▶ [Exercise set]:
1. List the steps of the "Chicken Challenge" that the food safety article sets out.
2. According to the food safety article, what are the dates of this year's Food Safety Week?
3. Return the passage of the food safety article from "The district council" up to and including "chicken every week.".

The district council is asking people to take simple steps to cut the number of food poisoning cases linked to raw chicken.
Daventry District Council is supporting a national campaign encouraging people to take on the ‘Chicken Challenge’ in an effort to halve the number of food poisoning cases linked to the meat.
According to the Food Standards Agency (FSA) almost three quarters (73 per cent) of us eat chicken every week.
However the FSA also estimates that about 280,000 cases of food poisoning a year can be traced to campylobacter – a type of bacteria found mostly on raw chicken.
The infection, which is particularly linked with raw poultry, leads to symptoms including abdominal pain, severe diarrhoea and vomiting. It can be particularly severe in small children and the elderly and in the very worst cases can be fatal.
The FSA wants to cut the number of cases of campylobacter poisoning in half by the end of 2015, and so to mark this year’s Food Safety Week (May 18 to 24) it is encouraging people to take on the ‘Chicken Challenge’ by:
- Bagging and storing raw chicken separately from other food, covered and chilled on the bottom shelf of the fridge.
- Not washing raw chicken as it splashes germs around the kitchen.
- Washing everything that has touched raw chicken in soap and hot water – including hands and utensils.
- Checking chicken is cooked properly with no pink meat, steaming hot and with the juices running clear.
Nina Purcell, FSA Director, said: “It’s clear that we all love chicken, we just need to take the time and be even more committed to ensuring we do the little things in the kitchen to keep our loved ones safe.”
Chris Millar, leader of Daventry District Council, said: “We are pleased to once again be supporting Food Safety Week, which highlights the correct way to handle and cook food safely. I would urge residents to follow the simple steps recommended by the FSA in order to keep themselves and their families safe.”

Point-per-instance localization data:
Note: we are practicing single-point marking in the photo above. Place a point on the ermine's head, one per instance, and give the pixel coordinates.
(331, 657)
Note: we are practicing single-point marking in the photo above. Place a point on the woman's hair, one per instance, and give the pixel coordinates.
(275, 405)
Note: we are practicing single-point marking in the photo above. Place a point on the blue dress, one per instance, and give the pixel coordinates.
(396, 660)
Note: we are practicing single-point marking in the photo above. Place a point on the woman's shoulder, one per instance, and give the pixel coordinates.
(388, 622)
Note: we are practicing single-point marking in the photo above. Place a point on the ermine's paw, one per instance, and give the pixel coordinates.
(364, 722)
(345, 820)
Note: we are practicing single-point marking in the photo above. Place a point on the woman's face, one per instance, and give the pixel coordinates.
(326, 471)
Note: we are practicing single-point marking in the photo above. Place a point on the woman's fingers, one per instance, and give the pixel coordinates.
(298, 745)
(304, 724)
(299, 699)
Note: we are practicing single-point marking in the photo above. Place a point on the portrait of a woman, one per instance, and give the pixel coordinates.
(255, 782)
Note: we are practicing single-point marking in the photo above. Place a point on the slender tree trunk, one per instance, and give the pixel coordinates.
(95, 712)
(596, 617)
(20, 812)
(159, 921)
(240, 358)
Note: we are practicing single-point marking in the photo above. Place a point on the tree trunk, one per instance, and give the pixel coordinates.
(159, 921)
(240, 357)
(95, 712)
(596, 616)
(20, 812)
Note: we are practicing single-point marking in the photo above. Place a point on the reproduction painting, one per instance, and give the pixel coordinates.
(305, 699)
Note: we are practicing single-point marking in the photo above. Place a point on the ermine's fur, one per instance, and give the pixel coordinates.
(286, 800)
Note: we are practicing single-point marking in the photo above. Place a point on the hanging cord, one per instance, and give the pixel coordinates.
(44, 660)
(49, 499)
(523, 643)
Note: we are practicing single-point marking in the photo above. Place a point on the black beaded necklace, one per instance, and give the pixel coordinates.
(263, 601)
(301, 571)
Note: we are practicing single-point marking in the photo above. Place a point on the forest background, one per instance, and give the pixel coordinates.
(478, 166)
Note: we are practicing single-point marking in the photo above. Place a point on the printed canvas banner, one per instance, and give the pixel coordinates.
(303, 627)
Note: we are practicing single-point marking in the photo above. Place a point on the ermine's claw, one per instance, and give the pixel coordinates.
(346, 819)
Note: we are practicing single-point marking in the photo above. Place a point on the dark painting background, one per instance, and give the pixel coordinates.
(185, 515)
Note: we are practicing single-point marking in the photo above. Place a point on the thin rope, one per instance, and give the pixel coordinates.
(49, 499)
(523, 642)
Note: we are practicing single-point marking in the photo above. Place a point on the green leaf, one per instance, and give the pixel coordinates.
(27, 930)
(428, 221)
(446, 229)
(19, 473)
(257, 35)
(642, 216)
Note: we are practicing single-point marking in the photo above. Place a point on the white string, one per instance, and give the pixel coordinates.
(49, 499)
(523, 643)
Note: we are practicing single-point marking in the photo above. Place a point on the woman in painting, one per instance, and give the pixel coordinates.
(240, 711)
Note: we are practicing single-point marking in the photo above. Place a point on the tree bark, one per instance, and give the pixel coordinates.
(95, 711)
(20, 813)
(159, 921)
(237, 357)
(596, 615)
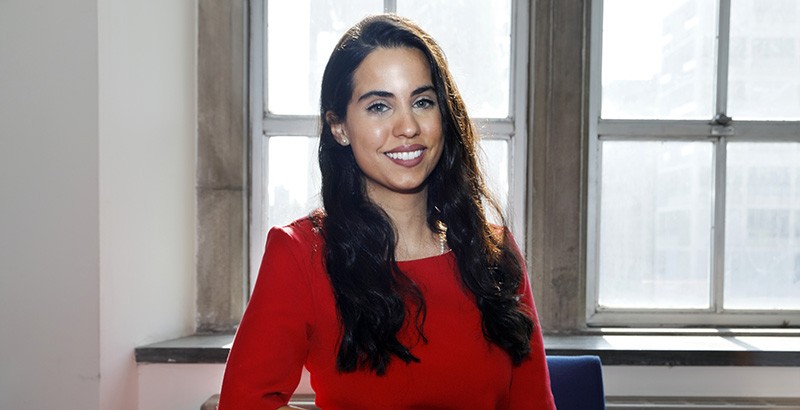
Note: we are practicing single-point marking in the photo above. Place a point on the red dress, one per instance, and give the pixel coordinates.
(291, 322)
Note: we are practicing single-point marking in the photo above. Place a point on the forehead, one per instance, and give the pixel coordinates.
(393, 70)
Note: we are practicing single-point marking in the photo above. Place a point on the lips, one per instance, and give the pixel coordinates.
(406, 156)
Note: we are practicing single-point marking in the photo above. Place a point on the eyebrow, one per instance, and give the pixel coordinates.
(386, 94)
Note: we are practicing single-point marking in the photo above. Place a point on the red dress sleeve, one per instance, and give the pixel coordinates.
(530, 381)
(271, 344)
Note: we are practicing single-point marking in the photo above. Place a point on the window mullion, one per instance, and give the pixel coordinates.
(718, 232)
(723, 48)
(258, 100)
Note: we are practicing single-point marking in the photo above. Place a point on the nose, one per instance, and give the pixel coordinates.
(406, 124)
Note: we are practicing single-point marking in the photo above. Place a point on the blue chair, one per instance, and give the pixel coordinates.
(577, 382)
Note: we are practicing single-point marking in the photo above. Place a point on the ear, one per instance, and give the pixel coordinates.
(337, 128)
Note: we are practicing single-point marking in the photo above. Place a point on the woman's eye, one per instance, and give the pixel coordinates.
(378, 107)
(424, 103)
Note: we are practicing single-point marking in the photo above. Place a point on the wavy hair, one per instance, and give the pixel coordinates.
(373, 296)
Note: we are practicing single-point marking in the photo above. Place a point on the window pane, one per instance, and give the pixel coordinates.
(658, 59)
(476, 37)
(292, 179)
(300, 38)
(495, 164)
(765, 60)
(762, 227)
(655, 224)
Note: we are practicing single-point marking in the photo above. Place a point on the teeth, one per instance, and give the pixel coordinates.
(404, 156)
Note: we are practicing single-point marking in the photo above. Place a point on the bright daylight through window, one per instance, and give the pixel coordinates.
(695, 163)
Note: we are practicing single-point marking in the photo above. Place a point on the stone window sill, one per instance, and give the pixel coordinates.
(628, 347)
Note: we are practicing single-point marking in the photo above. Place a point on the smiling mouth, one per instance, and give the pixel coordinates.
(404, 156)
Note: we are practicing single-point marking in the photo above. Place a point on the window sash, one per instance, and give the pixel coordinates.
(675, 130)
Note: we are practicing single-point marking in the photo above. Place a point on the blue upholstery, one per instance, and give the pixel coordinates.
(577, 382)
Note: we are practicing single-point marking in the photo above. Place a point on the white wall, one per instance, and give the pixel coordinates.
(49, 249)
(97, 120)
(147, 156)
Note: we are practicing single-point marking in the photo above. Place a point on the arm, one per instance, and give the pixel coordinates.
(270, 347)
(530, 381)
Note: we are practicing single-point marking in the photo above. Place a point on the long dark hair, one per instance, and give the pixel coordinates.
(373, 296)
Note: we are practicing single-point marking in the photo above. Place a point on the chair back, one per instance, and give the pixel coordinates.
(577, 382)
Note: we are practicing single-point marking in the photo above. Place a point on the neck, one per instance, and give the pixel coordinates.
(408, 213)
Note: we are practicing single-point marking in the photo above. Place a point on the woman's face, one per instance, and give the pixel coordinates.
(393, 122)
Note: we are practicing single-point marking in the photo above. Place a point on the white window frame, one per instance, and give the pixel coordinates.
(675, 130)
(264, 125)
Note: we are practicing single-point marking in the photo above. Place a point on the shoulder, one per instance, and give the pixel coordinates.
(303, 234)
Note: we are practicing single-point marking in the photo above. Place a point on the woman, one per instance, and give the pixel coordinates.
(400, 294)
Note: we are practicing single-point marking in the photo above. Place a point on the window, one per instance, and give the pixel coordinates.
(694, 164)
(290, 45)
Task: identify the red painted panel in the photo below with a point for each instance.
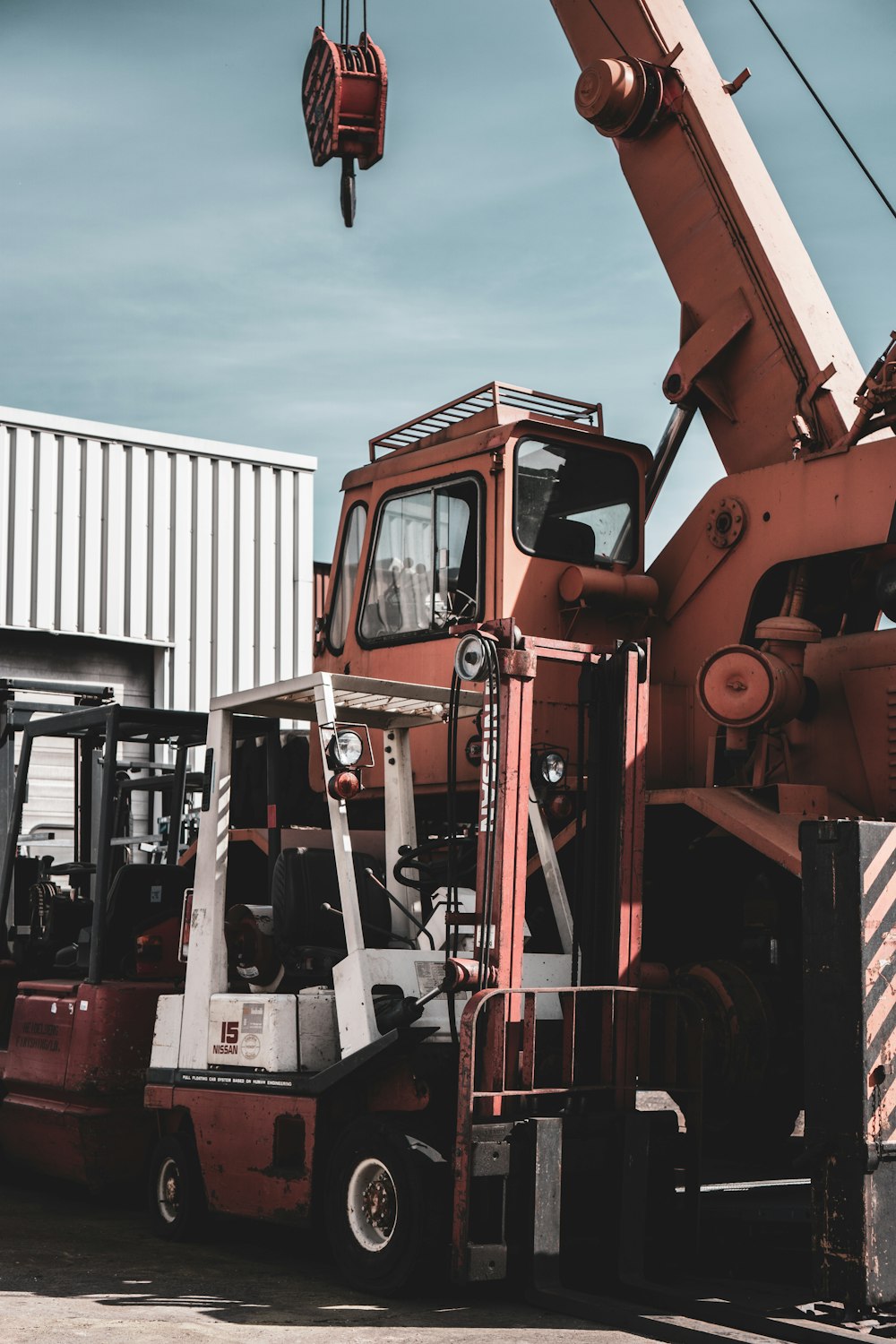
(40, 1038)
(255, 1152)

▶ [Replies]:
1.
- Bag and store raw chicken separately from other food, covered and chilled on the bottom shelf of the fridge.
- Do not wash raw chicken, as it splashes germs around the kitchen.
- Wash everything that has touched raw chicken in soap and hot water, including hands and utensils.
- Check that chicken is cooked properly, with no pink meat, steaming hot and with the juices running clear.

2. May 18 to 24.

3.
The district council is asking people to take simple steps to cut the number of food poisoning cases linked to raw chicken.
Daventry District Council is supporting a national campaign encouraging people to take on the ‘Chicken Challenge’ in an effort to halve the number of food poisoning cases linked to the meat.
According to the Food Standards Agency (FSA) almost three quarters (73 per cent) of us eat chicken every week.